EXERCISE TASK: Pull out every line of the items below that contains the string "results".

ROWS:
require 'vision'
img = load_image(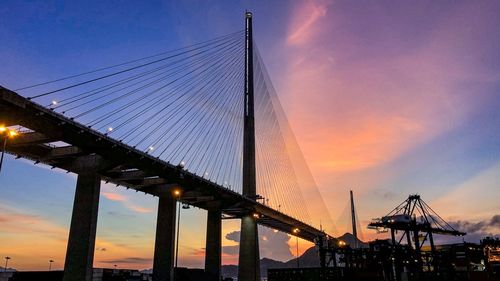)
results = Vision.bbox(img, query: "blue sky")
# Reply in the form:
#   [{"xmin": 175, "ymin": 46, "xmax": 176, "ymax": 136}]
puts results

EXERCISE SOLUTION:
results = Vision.bbox(img, query: "blue sky")
puts results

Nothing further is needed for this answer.